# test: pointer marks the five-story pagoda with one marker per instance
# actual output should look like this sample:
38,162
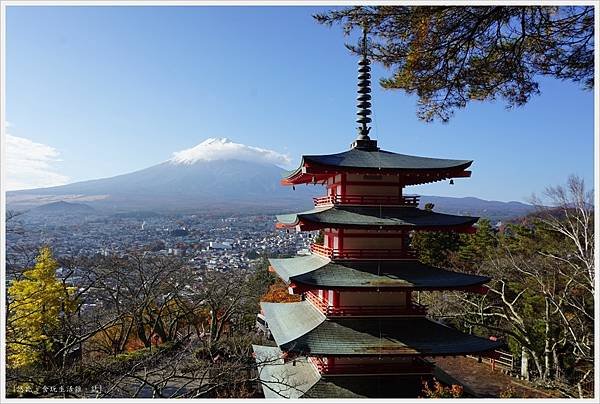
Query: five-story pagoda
358,332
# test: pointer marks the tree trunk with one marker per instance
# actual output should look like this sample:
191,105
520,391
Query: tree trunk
547,350
524,364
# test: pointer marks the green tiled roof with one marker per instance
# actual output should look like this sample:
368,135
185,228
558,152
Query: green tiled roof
293,319
283,380
366,216
366,336
313,270
381,159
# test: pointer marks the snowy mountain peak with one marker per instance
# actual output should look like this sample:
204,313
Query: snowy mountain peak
213,149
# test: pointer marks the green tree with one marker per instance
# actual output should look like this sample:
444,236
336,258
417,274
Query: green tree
435,248
449,56
477,247
37,303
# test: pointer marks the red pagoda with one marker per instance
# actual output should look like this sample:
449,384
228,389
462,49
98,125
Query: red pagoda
358,331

== Aim ==
Could you update all of the lines above so that "marker" becomes "point" everywhere, with nothing else changed and the pictures left out?

== Answer to this task ==
# test: pointer marks the five-story pagoda with one point per instance
# actual output should look like this sample:
38,162
Query: five-story pagoda
358,332
# test: pointer marks the tree trunk with one point per instance
# actual output should look like this sample:
191,105
520,391
Query: tree trunk
547,350
524,364
# test: pointer marks the green tiled roof with one point per instance
# actual output should look like this sample:
368,135
185,228
558,152
Query: green tiled roof
293,319
283,380
366,216
366,336
313,270
381,159
# test: pointer marks the snowy mountain peak with one point per instance
# actual output should look like this sample:
204,313
Query: snowy mountain peak
213,149
# test: pointer marks the green tree with one point per instance
# actual output should look like this sample:
444,236
336,258
417,274
Query: green tree
435,248
449,56
477,247
37,303
# test: pointer marks the red pagoda with one point per instance
# actual output should look like this sample:
449,384
228,389
462,49
98,125
Query: red pagoda
358,331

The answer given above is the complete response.